**Exercise goal:**
Carry on the passage about climate resilience in Malawi, picking up after its final sentence.

Climate change is already adversely affecting the lives of
billions of people throughout the globe but the distress is
much more acute in low-income nations such as Malawi.
The latter country is one of the poorest countries in the
world ranked at 174 out of 189 countries on the Human
Development Index. The projections in the IPCC reports
clearly show that climatic hazards such as floods will get
worse over the coming years and decades. Thus, it is not
enough to consider current levels of risk alone, and there is
an acute need for building resilience for more extreme and
more frequent events than we are currently witnessing
(IPCC 2023). However, despite the mounting risks and
relatively astronomical losses because of weather hazards,
there is no evidence of much progress on adaptation
measures in Malawi. The ‘Malawi 2023 Tropical Cyclone
Freddy Post-Disaster Needs Assessment’ report emphasises
on the importance of building back better by incorporating
climate resilience into recovery efforts to reduce
future disaster risks. For efficient disaster risk management
(DRM) in Malawi, the latter report emphasises on the
need for strengthening the organisational, technical,
institutional and financing capabilities. Of the four
aforementioned potentialities, the last three are quite scarce
in low-income countries and may not be fully or adequately
available for enhancing disaster risk resilience. Thus,
there is a crucial need for maximising the organisational
aspects of interventions for enhancing resilience to weather-
related hazards such as floods and cyclonic conditions.

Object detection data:
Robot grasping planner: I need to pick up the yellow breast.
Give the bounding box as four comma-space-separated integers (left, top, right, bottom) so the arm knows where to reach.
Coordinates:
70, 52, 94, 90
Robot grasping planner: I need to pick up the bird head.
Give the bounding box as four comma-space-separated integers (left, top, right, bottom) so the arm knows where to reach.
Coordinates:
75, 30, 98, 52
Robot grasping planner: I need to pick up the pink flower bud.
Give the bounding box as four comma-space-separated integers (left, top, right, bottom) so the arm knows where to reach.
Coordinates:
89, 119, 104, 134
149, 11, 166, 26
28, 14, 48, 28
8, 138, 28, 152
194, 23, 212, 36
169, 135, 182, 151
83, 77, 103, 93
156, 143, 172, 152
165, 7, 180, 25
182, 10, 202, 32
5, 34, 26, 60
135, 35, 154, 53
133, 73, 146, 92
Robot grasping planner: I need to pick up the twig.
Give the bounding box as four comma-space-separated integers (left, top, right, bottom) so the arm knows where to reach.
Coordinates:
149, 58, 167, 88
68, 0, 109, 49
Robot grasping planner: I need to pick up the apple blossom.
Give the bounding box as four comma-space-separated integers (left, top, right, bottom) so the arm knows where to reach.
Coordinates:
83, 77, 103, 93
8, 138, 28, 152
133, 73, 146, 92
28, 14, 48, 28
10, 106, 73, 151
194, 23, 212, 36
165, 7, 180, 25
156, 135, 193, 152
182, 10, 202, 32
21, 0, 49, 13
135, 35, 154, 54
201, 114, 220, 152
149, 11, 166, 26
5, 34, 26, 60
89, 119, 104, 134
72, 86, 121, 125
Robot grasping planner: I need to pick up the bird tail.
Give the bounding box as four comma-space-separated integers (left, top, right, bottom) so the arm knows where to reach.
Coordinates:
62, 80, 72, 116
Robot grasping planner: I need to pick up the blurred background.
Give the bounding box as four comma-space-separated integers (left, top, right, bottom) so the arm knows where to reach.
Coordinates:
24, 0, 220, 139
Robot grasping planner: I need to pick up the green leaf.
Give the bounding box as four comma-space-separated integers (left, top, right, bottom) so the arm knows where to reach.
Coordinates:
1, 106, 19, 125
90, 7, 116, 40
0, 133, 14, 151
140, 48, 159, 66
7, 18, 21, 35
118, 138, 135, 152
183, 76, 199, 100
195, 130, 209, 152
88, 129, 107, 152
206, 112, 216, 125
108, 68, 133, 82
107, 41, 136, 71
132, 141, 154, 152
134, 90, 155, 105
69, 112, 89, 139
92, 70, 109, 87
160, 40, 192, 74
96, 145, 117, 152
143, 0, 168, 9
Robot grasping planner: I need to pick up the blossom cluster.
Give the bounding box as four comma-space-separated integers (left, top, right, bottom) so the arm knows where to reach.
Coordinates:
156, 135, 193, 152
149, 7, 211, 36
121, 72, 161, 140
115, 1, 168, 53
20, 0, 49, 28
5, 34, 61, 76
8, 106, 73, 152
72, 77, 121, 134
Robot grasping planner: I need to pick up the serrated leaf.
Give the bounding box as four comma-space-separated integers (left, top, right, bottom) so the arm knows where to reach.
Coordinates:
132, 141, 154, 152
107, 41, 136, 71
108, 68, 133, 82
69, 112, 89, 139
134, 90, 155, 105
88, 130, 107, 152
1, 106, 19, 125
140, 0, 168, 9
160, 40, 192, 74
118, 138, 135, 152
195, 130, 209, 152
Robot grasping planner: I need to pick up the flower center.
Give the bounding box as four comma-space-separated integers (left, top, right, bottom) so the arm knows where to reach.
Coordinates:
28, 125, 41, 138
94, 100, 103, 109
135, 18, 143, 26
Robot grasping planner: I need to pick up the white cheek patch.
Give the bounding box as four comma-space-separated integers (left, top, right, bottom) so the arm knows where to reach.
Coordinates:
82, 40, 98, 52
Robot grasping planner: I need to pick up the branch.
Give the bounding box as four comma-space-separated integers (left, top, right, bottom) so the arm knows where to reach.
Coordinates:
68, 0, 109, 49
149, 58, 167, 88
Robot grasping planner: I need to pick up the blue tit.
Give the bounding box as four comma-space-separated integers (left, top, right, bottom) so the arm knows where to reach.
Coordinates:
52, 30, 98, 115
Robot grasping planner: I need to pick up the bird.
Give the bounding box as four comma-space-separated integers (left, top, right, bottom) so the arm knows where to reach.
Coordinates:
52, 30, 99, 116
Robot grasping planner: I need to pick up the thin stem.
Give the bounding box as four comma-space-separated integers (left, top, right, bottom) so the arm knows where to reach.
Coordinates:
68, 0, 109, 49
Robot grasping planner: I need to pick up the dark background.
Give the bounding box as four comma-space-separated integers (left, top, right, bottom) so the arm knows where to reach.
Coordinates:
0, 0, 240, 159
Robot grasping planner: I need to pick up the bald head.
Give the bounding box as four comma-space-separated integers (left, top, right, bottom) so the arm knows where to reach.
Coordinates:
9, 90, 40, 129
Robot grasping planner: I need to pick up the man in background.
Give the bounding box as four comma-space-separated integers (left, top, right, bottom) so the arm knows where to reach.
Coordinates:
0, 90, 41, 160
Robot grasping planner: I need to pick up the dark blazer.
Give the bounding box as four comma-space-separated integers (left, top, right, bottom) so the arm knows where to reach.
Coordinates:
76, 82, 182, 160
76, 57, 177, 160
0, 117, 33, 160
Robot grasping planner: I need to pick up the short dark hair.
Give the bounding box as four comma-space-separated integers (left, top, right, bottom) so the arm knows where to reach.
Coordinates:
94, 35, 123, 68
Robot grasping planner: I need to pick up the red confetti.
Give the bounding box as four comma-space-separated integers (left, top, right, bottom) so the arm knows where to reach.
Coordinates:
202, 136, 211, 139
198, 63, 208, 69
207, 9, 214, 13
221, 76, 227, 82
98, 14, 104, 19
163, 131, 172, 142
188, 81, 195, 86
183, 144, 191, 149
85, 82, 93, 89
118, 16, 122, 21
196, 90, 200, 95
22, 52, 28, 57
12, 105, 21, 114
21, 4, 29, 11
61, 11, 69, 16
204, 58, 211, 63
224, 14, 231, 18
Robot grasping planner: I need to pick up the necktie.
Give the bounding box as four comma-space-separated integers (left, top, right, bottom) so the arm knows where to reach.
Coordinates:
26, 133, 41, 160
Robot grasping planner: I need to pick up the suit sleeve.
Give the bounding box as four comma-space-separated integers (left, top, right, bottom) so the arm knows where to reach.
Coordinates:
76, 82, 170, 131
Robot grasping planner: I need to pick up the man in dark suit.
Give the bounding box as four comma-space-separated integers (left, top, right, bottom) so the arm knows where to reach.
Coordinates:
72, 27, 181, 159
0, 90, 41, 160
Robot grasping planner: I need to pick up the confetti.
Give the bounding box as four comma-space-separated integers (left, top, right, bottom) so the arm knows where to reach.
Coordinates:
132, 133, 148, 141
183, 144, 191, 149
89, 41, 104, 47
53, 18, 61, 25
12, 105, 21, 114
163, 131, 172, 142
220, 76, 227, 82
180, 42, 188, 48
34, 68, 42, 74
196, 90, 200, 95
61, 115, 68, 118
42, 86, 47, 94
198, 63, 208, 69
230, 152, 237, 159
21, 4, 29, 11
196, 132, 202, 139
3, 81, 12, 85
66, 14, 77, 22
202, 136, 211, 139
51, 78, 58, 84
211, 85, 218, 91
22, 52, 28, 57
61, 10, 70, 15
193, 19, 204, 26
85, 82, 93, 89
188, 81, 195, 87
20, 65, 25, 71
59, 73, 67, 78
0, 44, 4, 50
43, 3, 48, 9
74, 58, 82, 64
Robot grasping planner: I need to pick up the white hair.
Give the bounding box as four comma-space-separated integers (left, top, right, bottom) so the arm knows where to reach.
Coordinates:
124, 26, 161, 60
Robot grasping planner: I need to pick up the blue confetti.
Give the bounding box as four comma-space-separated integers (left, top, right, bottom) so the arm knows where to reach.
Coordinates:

**Response to the exercise:**
Organisational capacity is also a prime requisite concerning
the judicious application of scarce technical, institutional
and financial resources, more importantly, in low-income
countries. Thus, there is a crucial need for identifying
barriers that hinder organisations in the local community, in
a highly disaster-prone region like the Chikwawa District in
Malawi, from becoming adequately responsive and
participative to be able to contribute efficiently in the face of
deadly weather-induced hazards such as floods to prevent
risks from turning into disasters.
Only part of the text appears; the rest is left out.